* _KUTIPAN RENUNGAN_
· · · · ·

Oleh Pdt. Supriatno
Bacaan: Yesaya 40:1-2
Selamat pagi, bapak-ibu dan Saudaraku yang baik. Pengalaman bersama Tuhan senantiasa memberi kekuatan kepada kita. Karena saat kita lemah, Ia memberi kekuatan. Saat kita sedih, Ia menghibur kita. Saat kita mengalami ketidakpastian, Ia memberi kita pegangan. Pagi ini pun, kita merasa pengalaman indah dengan Tuhan, setelah istirahat malam, Tuhan memberi hari yang baru.
Firman Tuhan yang jadi landasan, Yesaya 40:1-2, “Hiburkanlah, hiburkanlah umat-Ku, demikian firman Allahmu, (2) tenangkanlah hati Yerusalem dan serukanlah kepadanya, bahwa perhambaannya sudah berakhir, bahwa kesalahannya telah diampuni, sebab ia telah menerima hukuman dari tangan TUHAN dua kali lipat karena segala dosanya. “
Saudaraku, kita bisa membedakan berbagai rasa yang kita kenal. Ada rasa getir, manis, asin, tanpa rasa atau tawar. Atau ada rasa lain jarang disukai orang, yakni rasa pahit.
Apa saja yang pahit identik tidak enak. Tidak heran makanan atau minuman pahit tidak disukai. Termasuk, pengalaman-pengalaman yang diberi label pahit. Langka orang yang merindukannya.
Jika yang pahit itu berkaitan berupa minuman. Tentu solusinya mudah. Tambahkan gula, selesai. Rasa pahitnya akan berkurang atau hilang. Namun, bila berhubungan dengan kehidupan tentu tidak semudah penyelesaian seperti minuman tadi.
Di masa pandemik Covid-19, ada banyak pengalaman hidup, yang diberi label: kepahitan. Orang yang kena pemutusan hubungan kerja. Keluarga yang kehilangan sosok yang dicintai. Orang yang usahanya bangkrut. Orang yang gagal dalam usaha. Dan masih banyak contoh lain. Semua itu, digolongkan sebagai pengalaman pahit.
Saudaraku, Umat Tuhan juga mengalami apa arti sesungguhnya realita kepahitan. Ketika mereka dalam status orang buangan di negeri Babel. Hidup mereka bukan di tanah air sendiri. Secara ekonomi tidak sejahtera. Kebebasan merupakan hal mewah. Hidup dalam penguasaan bangsa lain. Pendeknya, hari-hari yang mereka jalani tidak ideal.
Yesaya 40:1-2, menyatakan kabar baru bagi Umat Tuhan. Kabar baik. Ada perubahan bahwa umat itu tidak lagi sedih oleh kepahitan yang selama ini membelit mereka. Mengapa? Karena Tuhan mengakhiri masa perhambaan.

· · · · ·

* _MATERI_

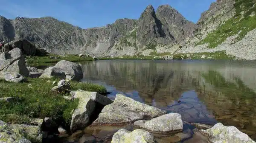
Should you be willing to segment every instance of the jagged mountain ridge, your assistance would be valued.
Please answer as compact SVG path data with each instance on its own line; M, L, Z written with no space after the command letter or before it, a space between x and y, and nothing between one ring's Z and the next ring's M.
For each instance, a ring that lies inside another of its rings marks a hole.
M119 19L103 27L86 29L51 17L17 17L11 20L1 17L0 39L10 41L24 38L57 54L87 52L106 56L131 51L131 54L135 54L180 42L190 36L194 25L168 5L160 7L156 12L149 6L138 20Z

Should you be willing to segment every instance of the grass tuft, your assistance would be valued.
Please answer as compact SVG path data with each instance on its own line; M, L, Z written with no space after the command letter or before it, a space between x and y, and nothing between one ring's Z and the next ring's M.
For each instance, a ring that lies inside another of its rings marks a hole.
M52 92L52 79L28 79L28 82L16 83L0 80L0 98L14 97L17 98L9 103L0 101L0 120L13 123L29 123L29 118L51 117L57 123L69 124L70 112L78 104L78 100L69 101L63 96L67 93ZM71 81L71 90L81 89L104 93L106 89L102 86L92 83ZM28 85L31 84L32 88Z

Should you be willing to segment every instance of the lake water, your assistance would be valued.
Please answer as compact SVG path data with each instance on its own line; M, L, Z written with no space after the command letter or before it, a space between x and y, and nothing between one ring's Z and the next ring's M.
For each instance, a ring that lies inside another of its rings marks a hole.
M187 122L234 126L256 140L256 62L112 60L79 64L83 81L105 86L110 98L119 93L179 113ZM108 129L102 129L88 132L108 138ZM196 143L198 137L185 142Z

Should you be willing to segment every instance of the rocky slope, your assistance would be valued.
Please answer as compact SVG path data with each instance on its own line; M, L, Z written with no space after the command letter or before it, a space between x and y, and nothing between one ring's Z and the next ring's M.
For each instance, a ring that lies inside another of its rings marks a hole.
M171 47L190 35L194 25L169 6L160 6L156 14L149 6L138 20L119 19L103 27L87 29L51 17L10 20L1 17L0 39L25 38L57 54L87 52L106 56L129 51L132 55L147 49L155 50L157 46Z
M51 17L11 20L0 17L0 40L25 38L56 54L118 56L226 50L237 59L254 59L256 2L217 0L196 24L167 5L156 11L148 6L138 20L118 19L86 29Z

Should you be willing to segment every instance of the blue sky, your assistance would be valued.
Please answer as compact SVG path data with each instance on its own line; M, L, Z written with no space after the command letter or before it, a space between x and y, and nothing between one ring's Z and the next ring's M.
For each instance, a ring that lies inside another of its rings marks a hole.
M215 0L1 0L0 15L51 16L83 28L105 26L119 18L137 19L148 5L156 10L168 4L187 20L196 22Z

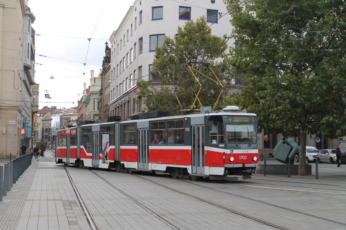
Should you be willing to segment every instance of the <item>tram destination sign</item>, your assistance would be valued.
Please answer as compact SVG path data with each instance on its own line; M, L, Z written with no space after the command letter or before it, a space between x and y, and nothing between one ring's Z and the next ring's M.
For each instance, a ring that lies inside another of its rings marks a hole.
M244 116L231 116L229 117L228 121L230 122L251 122L251 117Z

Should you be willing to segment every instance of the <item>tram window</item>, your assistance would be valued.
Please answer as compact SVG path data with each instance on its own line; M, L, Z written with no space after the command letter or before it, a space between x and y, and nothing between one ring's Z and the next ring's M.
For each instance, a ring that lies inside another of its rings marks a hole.
M169 121L167 122L169 144L184 144L184 121Z
M66 131L62 131L58 135L59 146L66 146Z
M166 143L167 135L166 122L151 123L151 143L153 144L164 144Z
M70 145L71 146L75 146L77 145L77 142L76 141L76 130L74 129L71 130L71 135L70 137Z
M136 125L124 125L124 143L125 145L136 144Z
M83 128L83 146L87 153L91 152L91 128Z
M209 121L211 121L212 124L211 130L209 131L209 143L210 144L225 144L226 138L221 116L210 116Z
M225 122L229 144L257 143L256 118L250 116L225 116Z
M102 126L101 127L101 133L110 133L110 126Z

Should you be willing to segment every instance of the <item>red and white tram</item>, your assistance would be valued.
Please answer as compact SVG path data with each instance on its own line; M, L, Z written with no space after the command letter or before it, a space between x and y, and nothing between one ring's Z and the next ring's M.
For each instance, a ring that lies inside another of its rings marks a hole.
M251 178L258 162L256 114L239 112L238 108L211 112L202 108L199 113L58 130L56 161L193 180L224 179L228 175ZM152 117L153 113L143 114Z

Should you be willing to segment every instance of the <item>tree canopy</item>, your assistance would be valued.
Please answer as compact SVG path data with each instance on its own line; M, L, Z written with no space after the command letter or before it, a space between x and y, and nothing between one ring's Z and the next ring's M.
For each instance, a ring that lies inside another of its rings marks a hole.
M187 21L183 27L178 27L174 38L166 37L162 46L156 47L149 80L137 83L137 93L148 111L167 110L173 114L181 113L173 90L182 73L181 84L178 84L176 89L177 96L184 108L192 104L199 86L193 75L182 67L188 62L210 63L220 80L228 79L227 40L225 38L213 35L211 32L205 17L202 16L195 21ZM206 76L212 74L204 65L195 65L193 67ZM202 105L212 106L222 88L196 71L194 73L202 85L199 97ZM158 84L153 84L158 80ZM196 108L199 108L199 104L195 105Z
M240 49L230 64L245 85L234 95L271 134L346 134L346 9L341 0L225 0ZM301 161L299 174L305 172Z

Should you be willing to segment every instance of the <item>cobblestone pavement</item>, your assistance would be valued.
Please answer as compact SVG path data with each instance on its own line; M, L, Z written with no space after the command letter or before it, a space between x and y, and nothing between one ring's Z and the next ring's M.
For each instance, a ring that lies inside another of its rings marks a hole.
M51 153L33 159L0 202L0 229L90 229L63 167L55 164ZM318 180L313 167L308 176L258 174L227 182L92 171L180 229L275 229L191 194L287 229L344 230L346 165L320 164ZM100 229L169 229L91 171L67 168Z

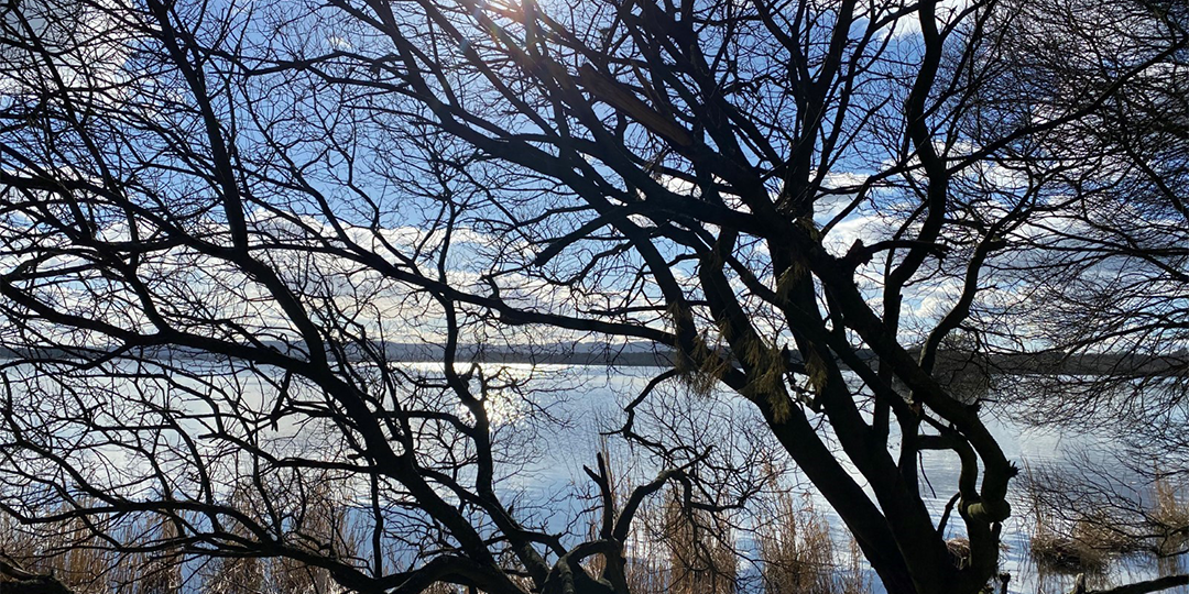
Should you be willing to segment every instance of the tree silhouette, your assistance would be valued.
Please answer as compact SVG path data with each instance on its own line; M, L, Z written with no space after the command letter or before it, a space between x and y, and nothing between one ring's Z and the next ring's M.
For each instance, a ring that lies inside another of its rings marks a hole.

· · · · ·

* _TUGAS LATIHAN_
[A] Jawablah pertanyaan berikut berdasarkan renungan.
(i) Siapa penulis renungan ini?
(ii) Di negeri mana umat Tuhan berstatus orang buangan?
(iii) Apa yang perlu ditambahkan jika yang pahit berupa minuman?
[B] Terjemahkan kalimat dari renungan ini ke dalam bahasa Inggris: "Di masa pandemik Covid-19, ada banyak pengalaman hidup, yang diberi label: kepahitan."
Materi ini diambil dari sumber yang berbeda dengan renungan.

* _JAWABAN TUGAS_
[A]
(i) Pdt. Supriatno
(ii) Babel
(iii) Gula

[B] During the Covid-19 pandemic, there were many life experiences that were given the label: bitterness.